### Set problem 1
According to the passage on the Vhembe district, what accounts for the district's ethnic diversity? Answer in one to three sentences.
### Set problem 2
Translate this sentence from the passage on the Vhembe district into Spanish: "The seat of Vhembe is Thohoyandou, the capital of the former Venda Bantustan."
### Set problem 3
Pick up the passage on the Vhembe district after its final sentence and write a continuation.

>> Begin Excerpt

Vhembe is one of the 5 districts of Limpopo province of South Africa. It is the northernmost district of the country and shares its northern border with Beitbridge district in  Zimbabwe and on the east with Gaza Province in Mozambique. Vhembe consist of all territories that were part of the former Venda Bantustan, however, two large densely populated districts of the former Tsonga homeland of Gazankulu, in particular, Hlanganani and Malamulele were also incorporated into Vhembe, hence the ethnic diversity of the District. The seat of Vhembe is Thohoyandou, the capital of the former Venda Bantustan. According to 2011 census, the majority of Vhembe residents, about 800,000, speak TshiVenda as their mother language, while 400,000 speak Xitsonga as their home language. However, the Tsonga people are in majority south of Levubu River and they constitute more than 85% of the population in the south of the historic river Levubu, while the Venda are the minority south of Levubu, at 15%. The Northern Sotho speakers number 27,000.  The district code is DC34.

History
Vhembe is settled by the Venda people who constitute the majority of the population of Vhembe. Later, from around 1820 onwards, the Tsonga people started to invade from the south east and are today a majority in the whole southern and eastern part of Vhembe, which are known today as Malamulele (in the east of Vhembe) and Hlanganani (in the south of Vhembe). At the same time, the Boer Voortrekkers arrived in Vhembe, at around 1836. Venda communities are only found in Vhembe district and as a result, there are no existing Venda communities or villages outside the district. Vhembe means Limpopo river in the Venda language. Before the renaming of Limpopo Province in 2002, the name Vhembe was submitted to the Limpopo legislature as one of the desired name for the new Province but the majority of the members of the Legislature voted against the name Vhembe in favour of the name Limpopo. The Dzata ruins in Thulamela Local Municipality once served as the main settlement and capital of the Venda empire which had dominated the area during the 18th century.

>> End Excerpt
>> Begin Supplied records

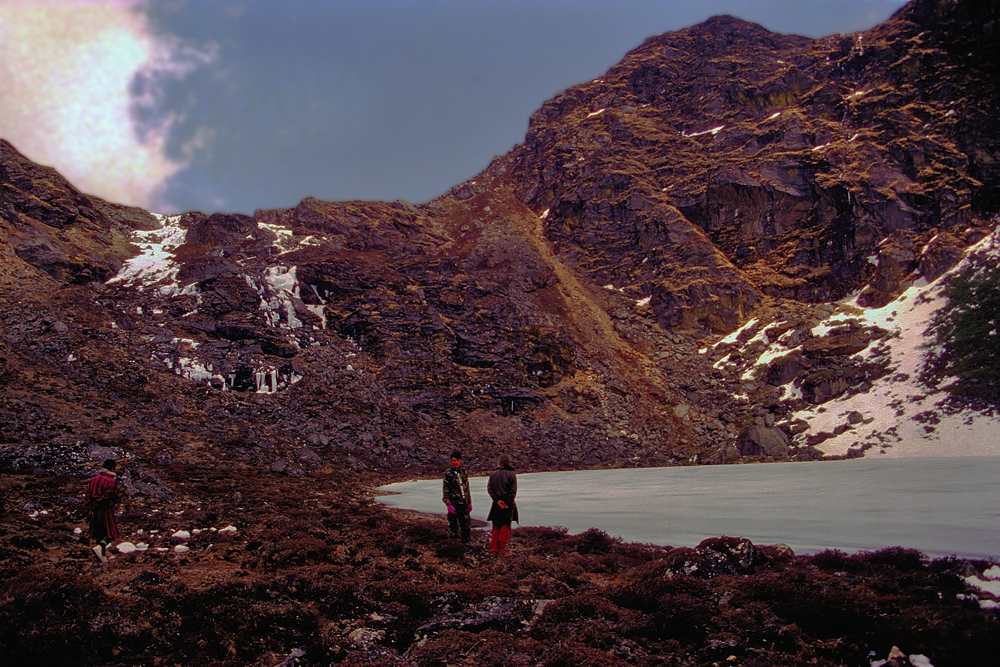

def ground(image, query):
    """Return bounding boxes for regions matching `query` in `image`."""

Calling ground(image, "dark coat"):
[441,468,472,512]
[486,465,520,524]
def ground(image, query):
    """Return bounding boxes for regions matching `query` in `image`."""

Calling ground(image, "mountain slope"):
[0,0,1000,482]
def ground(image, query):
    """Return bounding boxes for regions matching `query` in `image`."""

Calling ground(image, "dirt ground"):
[0,469,1000,667]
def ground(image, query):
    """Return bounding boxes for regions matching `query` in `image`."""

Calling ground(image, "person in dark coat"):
[442,451,472,544]
[486,454,518,557]
[83,459,121,560]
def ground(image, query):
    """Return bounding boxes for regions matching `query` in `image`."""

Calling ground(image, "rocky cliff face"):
[0,0,1000,482]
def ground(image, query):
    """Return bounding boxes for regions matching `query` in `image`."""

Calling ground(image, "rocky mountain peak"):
[0,0,1000,486]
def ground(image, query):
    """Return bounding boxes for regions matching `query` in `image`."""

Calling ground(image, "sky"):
[0,0,905,214]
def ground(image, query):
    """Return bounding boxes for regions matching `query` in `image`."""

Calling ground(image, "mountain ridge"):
[0,1,1000,486]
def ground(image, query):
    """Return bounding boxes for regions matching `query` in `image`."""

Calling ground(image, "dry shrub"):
[402,521,450,546]
[570,528,620,555]
[512,526,568,555]
[264,533,333,567]
[0,566,114,665]
[608,561,718,644]
[407,630,544,667]
[739,572,879,639]
[857,547,927,572]
[531,593,631,651]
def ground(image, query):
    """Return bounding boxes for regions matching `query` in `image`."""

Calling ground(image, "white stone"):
[118,542,137,554]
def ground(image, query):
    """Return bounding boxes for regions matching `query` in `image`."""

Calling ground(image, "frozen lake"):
[378,457,1000,560]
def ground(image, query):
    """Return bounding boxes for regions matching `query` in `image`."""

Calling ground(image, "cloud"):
[0,0,205,213]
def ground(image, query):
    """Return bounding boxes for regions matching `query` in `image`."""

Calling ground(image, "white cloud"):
[0,0,205,212]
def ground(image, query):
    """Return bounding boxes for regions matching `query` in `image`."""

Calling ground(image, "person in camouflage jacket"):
[442,451,472,544]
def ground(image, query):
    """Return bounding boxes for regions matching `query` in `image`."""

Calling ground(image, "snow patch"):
[792,231,1000,456]
[681,125,726,137]
[107,213,191,296]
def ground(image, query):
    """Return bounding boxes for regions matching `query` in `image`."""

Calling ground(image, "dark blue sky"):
[0,0,904,213]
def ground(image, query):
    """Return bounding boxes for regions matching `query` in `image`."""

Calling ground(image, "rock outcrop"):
[0,0,1000,475]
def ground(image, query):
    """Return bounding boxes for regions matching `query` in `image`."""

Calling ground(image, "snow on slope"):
[794,230,1000,456]
[758,230,1000,457]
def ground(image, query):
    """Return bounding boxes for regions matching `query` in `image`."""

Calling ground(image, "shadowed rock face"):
[0,1,1000,482]
[516,2,1000,318]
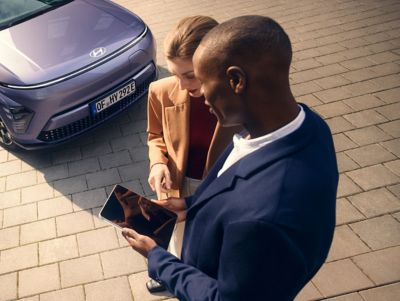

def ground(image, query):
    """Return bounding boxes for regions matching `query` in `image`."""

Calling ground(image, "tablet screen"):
[99,185,177,249]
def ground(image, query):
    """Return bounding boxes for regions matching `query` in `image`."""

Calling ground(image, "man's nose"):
[179,78,189,90]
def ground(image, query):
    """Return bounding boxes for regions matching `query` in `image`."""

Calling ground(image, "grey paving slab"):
[0,0,400,301]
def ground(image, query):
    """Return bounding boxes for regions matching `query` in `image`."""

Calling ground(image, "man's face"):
[193,45,241,126]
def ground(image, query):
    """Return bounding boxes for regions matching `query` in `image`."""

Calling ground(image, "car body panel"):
[0,0,146,86]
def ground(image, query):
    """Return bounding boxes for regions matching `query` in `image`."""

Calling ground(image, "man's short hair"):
[201,15,292,72]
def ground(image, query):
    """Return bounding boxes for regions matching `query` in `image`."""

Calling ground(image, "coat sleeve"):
[147,84,168,168]
[149,222,307,301]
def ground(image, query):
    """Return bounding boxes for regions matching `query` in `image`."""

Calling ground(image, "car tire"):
[0,118,20,151]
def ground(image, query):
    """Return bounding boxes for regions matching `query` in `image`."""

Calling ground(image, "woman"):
[147,16,240,291]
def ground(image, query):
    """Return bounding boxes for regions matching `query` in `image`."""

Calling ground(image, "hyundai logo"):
[89,47,106,57]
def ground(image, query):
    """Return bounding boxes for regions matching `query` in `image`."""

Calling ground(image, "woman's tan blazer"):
[147,76,241,198]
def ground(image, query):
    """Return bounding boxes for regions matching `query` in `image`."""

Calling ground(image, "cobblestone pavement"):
[0,0,400,301]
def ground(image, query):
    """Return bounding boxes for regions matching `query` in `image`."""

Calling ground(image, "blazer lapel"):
[164,84,190,162]
[189,105,317,211]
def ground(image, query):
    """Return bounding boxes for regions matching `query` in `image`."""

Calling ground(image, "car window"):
[0,0,72,30]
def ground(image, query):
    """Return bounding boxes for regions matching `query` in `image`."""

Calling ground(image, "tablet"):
[99,185,177,249]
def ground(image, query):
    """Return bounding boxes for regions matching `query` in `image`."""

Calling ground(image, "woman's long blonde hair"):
[164,16,218,60]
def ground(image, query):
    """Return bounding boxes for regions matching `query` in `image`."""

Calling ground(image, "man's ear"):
[226,66,247,94]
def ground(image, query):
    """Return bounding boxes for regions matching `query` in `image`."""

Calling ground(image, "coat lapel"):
[189,105,317,211]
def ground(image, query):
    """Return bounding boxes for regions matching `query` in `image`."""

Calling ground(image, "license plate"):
[91,81,136,114]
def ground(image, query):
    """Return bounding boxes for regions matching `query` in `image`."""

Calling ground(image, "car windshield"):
[0,0,72,30]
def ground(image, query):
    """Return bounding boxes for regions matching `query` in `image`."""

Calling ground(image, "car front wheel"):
[0,118,19,150]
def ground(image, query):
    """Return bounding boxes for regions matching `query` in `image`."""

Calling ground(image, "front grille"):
[38,71,156,143]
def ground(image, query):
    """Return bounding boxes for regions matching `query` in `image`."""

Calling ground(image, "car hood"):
[0,0,146,86]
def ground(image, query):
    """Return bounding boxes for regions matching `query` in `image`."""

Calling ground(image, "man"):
[123,16,338,301]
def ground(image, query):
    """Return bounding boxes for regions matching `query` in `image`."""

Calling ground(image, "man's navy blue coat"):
[149,105,338,301]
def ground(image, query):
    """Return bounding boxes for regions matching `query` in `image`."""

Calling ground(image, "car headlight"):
[3,106,33,134]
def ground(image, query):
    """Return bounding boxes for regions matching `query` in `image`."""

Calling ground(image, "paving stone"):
[39,235,79,265]
[314,101,353,118]
[327,225,370,262]
[332,133,357,153]
[360,283,400,301]
[0,227,19,250]
[294,281,322,301]
[85,277,133,301]
[21,183,54,204]
[353,246,400,285]
[86,168,121,189]
[380,120,400,138]
[0,160,21,177]
[293,58,321,71]
[60,255,103,288]
[40,286,85,301]
[6,170,37,190]
[337,174,361,198]
[314,87,354,103]
[349,188,400,217]
[92,208,110,229]
[82,141,111,158]
[100,150,132,169]
[72,188,107,211]
[344,109,387,128]
[340,57,376,70]
[343,94,384,111]
[0,273,17,301]
[0,244,38,274]
[68,157,100,176]
[383,160,400,176]
[100,247,147,278]
[111,134,143,152]
[313,259,374,297]
[336,198,365,225]
[388,184,400,198]
[18,264,60,297]
[18,295,39,301]
[118,161,149,182]
[77,227,119,255]
[291,82,322,97]
[296,94,323,107]
[38,196,72,219]
[54,175,87,196]
[381,139,400,158]
[376,102,400,120]
[38,164,68,183]
[21,218,56,245]
[345,126,392,146]
[374,87,400,103]
[0,190,21,209]
[350,215,400,250]
[345,144,396,167]
[342,67,378,83]
[56,211,94,236]
[129,271,173,301]
[346,165,400,190]
[129,146,149,162]
[3,204,37,228]
[325,293,364,301]
[336,153,360,173]
[0,150,8,163]
[52,147,82,165]
[315,75,351,89]
[325,116,354,134]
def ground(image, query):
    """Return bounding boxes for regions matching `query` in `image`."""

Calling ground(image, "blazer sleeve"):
[149,221,308,301]
[147,84,168,168]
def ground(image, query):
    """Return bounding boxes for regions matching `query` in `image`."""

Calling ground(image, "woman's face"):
[167,58,203,97]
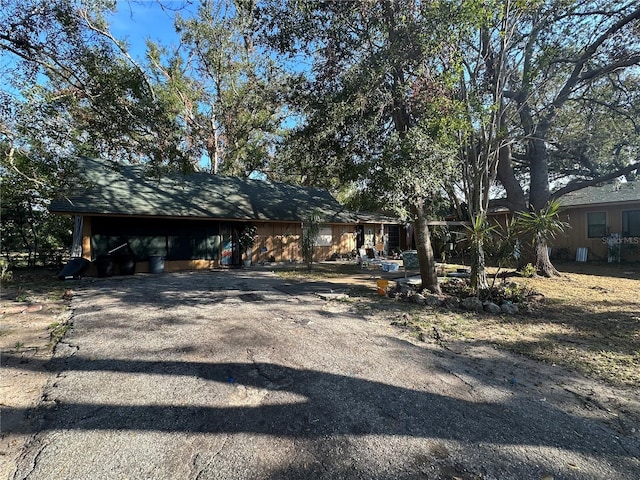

>> End Supplied records

### Exercise response 1
Vhembe includes all the territories of the former Venda Bantustan. It also took in two large, densely populated districts of the former Tsonga homeland of Gazankulu, Hlanganani and Malamulele. This combination is the source of the district's ethnic diversity.

### Exercise response 2
La sede de Vhembe es Thohoyandou, la capital del antiguo bantustán de Venda.

### Exercise response 3
Boer settlement of the territory began in the late 18th century and gradually upsurged throughout the 19th century. By the turn of the century, the Soutpansberg was taken by the Boers from the Venda rulers, making it one of the last areas in the future republic of South Africa to come under white rule. During the apartheid era, the bantustan of Venda (declared independent in 1979) was established in the eastern part of the Vhembe area, and was reintegrated into the country in 1994. The former bantustan capital, Thohoyandou (named after a chief that had led the expansion of the Venda empire in the 18th century) is the current seat of the Vhembe district.

On December 11, 2008, Vhembe was declared a disaster zone by the Limpopo government due to the spread of cholera from across the Zimbabwean border to the district.

The Vhembe region became the Vhembe Biosphere Reserve in 2009, which was officially declared  a biosphere reserve in 2011. The reserve includes the Blouberg Range, the Kruger National Park, the Philip Herd Nature Reserve, the Nwanedi Nature Reserve, the Makgabeng Plateau, the Makuleke Wetlands, the Mapungubwe Cultural Landscape and the Soutpansberg.

Geography
The main geographical feature of the district is the Soutpansberg mountains.

Neighbours
Vhembe is surrounded by:
 Mozambique to the east
 Zimbabwe to the north
 Botswana to the north-west
 Mopani (DC33) to the south
 Capricorn (DC35) to the south-west

Local municipalities
The district contains the following local municipalities:

Demographics
The following statistics are from the census 2011 10% sample.

Gender

Population group

Age

Politics

Election results
Election results for Vhembe in the South African general election, 2004.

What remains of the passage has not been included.